(Point annotation lines)
• • • • • • •

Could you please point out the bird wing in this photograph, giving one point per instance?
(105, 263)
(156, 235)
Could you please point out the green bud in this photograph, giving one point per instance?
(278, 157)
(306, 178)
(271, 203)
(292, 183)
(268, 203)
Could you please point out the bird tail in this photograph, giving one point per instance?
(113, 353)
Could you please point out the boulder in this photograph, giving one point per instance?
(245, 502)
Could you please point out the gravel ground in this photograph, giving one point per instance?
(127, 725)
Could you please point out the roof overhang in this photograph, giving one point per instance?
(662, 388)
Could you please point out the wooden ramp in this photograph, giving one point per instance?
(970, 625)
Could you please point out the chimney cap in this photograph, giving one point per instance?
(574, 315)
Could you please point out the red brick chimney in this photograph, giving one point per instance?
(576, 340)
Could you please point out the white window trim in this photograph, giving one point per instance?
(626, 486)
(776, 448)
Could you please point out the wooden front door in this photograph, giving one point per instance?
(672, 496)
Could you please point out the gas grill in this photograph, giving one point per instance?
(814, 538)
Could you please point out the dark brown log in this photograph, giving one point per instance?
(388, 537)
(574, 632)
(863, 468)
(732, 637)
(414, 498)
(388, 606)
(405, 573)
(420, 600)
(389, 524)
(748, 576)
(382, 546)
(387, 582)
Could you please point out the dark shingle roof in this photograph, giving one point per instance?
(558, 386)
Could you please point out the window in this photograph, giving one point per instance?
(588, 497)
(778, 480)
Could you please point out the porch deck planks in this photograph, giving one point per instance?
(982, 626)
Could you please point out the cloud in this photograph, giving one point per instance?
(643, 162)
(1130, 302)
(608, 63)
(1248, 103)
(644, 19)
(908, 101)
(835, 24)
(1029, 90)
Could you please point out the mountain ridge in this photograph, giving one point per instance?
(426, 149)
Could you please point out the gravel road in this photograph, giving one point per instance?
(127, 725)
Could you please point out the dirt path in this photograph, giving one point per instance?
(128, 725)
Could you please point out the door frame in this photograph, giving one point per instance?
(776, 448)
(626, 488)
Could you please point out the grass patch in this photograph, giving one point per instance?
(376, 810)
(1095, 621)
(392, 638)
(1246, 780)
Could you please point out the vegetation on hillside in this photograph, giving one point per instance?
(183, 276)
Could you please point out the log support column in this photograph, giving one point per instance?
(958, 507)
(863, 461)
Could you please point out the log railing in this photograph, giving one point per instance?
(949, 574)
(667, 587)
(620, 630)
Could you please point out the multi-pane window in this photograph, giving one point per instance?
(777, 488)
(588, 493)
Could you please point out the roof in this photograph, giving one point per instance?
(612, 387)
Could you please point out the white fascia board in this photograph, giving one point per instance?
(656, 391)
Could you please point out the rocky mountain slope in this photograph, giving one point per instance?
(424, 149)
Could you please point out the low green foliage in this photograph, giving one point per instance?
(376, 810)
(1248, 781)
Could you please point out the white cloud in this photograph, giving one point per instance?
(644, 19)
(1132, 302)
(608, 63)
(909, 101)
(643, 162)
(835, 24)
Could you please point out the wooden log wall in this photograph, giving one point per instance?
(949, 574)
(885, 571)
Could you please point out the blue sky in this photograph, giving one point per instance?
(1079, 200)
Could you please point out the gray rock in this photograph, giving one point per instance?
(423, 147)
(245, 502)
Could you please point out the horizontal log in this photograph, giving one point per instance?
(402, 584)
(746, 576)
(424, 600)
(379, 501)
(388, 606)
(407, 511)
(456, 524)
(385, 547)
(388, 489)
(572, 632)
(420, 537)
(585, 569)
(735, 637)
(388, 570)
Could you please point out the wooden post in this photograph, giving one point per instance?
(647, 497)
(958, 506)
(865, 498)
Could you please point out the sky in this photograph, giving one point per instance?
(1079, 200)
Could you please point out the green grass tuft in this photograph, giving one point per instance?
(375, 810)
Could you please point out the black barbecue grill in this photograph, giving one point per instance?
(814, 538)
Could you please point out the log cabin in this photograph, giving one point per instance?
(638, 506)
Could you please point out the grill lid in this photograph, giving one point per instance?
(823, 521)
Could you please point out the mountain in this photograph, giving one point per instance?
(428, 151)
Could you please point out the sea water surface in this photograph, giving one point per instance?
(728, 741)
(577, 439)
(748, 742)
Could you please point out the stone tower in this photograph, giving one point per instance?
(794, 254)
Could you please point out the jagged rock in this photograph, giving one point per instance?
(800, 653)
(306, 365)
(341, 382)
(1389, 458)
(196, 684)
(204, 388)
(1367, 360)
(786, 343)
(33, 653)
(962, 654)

• • • • • • •

**GOAL**.
Convert all the lines above into a two-column CSV with the header input,output. Give one row for each line that asks for points: put that line's text in a quoted input field and all of its points in one quoted output field, with line breaks replaced by spaces.

**WRITTEN ANSWER**.
input,output
"Could you please point out the bird wing in this photograph, giving one point per instance?","(105, 263) (156, 235)"
"Could you please point out the green bud in this photograph, giving one point per instance?","(278, 157) (306, 178) (271, 203) (292, 183) (268, 203)"
"Could you please point out the bird tail in this photograph, giving one point per instance?","(113, 353)"
"Could you please point out the boulder in this photograph, giving one point per instance?","(245, 502)"
"Could you please point out the gravel ground in this photograph, giving one point per instance?","(127, 725)"
"Could you please point out the roof overhang in this photograph, giving one point per instance?","(662, 388)"
"Could you please point out the wooden ramp in this photograph, giving one point per instance?","(970, 625)"
"Could you please point out the chimney cap in this photograph, giving one point per instance?","(574, 315)"
"Could you please point out the red brick chimney in this photograph, giving one point per instance?","(576, 340)"
"Could you please point out the white window trim in this photograph, giving one point per instance?","(626, 486) (776, 448)"
"Could you please point out the wooden front door in this photograph, giving one point per instance?","(672, 496)"
"Could you please point out the gas grill in this photograph, giving one point per instance?","(814, 538)"
"Could you please point out the dark brown log in this photograph, giving one point per instance?","(388, 537) (574, 632) (863, 468) (732, 637) (414, 498) (388, 606) (405, 573) (420, 600) (389, 524) (748, 576) (382, 546) (387, 582)"
"Could you please point out the dark shingle roof in this photograph, giving one point per instance?","(558, 386)"
"Could you please point out the window in this photograph, giving one point per instance?","(588, 497) (778, 480)"
"Could you please point out the porch deck planks in this photograph, giving one point per instance?","(982, 626)"
"Could you please point out the cloud in this photograph, giving one point per instance?","(643, 162) (1130, 302) (608, 63) (1248, 103) (644, 19) (908, 101) (835, 24) (1029, 90)"
"Could you please point out the mountain ridge in this photograph, giving one point per instance?","(426, 149)"
"Could you please point out the gravel road in this photograph, giving one point per instance?","(127, 725)"
"Could you please point out the dirt path in this photograph, giving one point per instance?","(128, 725)"
"Could you please point out the door frame in this photograph, giving one point per instance?","(776, 448) (626, 488)"
"Could you please point out the grass patch in this photograph, giving one point per instance?","(376, 810) (1095, 621) (392, 638) (1246, 780)"
"Could you please point out the vegetation on hillside in this photograph, giving one point per instance?","(183, 276)"
"Could you please point out the log support column in this photograph, giving one point per instance?","(958, 507) (863, 461)"
"Could you please point out the log railing in this photograph, giving one point per instance?","(949, 574) (667, 587) (620, 630)"
"Could you please point out the multi-pane window in this photograph, giving one point per instance?","(777, 488) (588, 493)"
"Could you please point out the roof in this photograph, giving one point per instance?","(612, 387)"
"Could you please point out the white fascia board in this photograph, giving one point per instance?","(656, 391)"
"Could you please point out the rocky mountain slope in this photograph, giving one point per instance?","(424, 149)"
"Could you please point out the low green foliage in this photograph, giving one point per instance?","(376, 810) (1248, 781)"
"Could you please point out the white cloud in this photograph, giving one point per instance?","(644, 19) (1132, 302) (608, 63) (909, 101) (643, 162) (835, 24)"
"Could you please point out the wooden log wall in this photograph, giving one point per instance?","(949, 574) (885, 571)"
"Could you please point out the blue sky in this photograph, giving one point per instance?","(1079, 200)"
"Could you please point out the gray rock in this photograph, giving one point per instance?","(423, 147) (245, 502)"
"Could you please point out the horizontal log in this photograph, giving one point per instance?","(402, 584) (746, 576) (424, 600) (379, 501) (388, 606) (407, 511) (456, 524) (385, 547) (388, 489) (572, 632) (420, 537) (585, 569) (735, 637) (388, 570)"
"Could you please point out the wooden post in this photograph, giving one point per instance?","(647, 497) (958, 506) (865, 498)"
"Could you please point out the sky in this photograph, giving one point per instance?","(1079, 200)"
"Could you please point out the green grass tuft in this photograph, giving one point per instance?","(375, 810)"
"Could you please point out the black barbecue grill in this photograph, giving one point per instance?","(814, 538)"
"Could you please point out the log cabin in this photograph, giving one point per instance?","(638, 506)"
"Could you please point out the grill lid in this photograph, giving one point per instance?","(823, 521)"
"Could you please point out the mountain in this photograph, giving one point per instance?","(428, 151)"
"Could you please point out the sea water surface in this photograph, giving one point per instance?","(728, 741) (577, 439) (748, 742)"
"Could you please point out the stone tower in this photograph, giving one point per instance?","(794, 254)"
"Could you please point out the jagged rock in this photograph, giving one point per instance?","(800, 653) (306, 365) (341, 382) (1389, 458) (196, 684) (204, 388) (1367, 360) (786, 343) (33, 653) (962, 654)"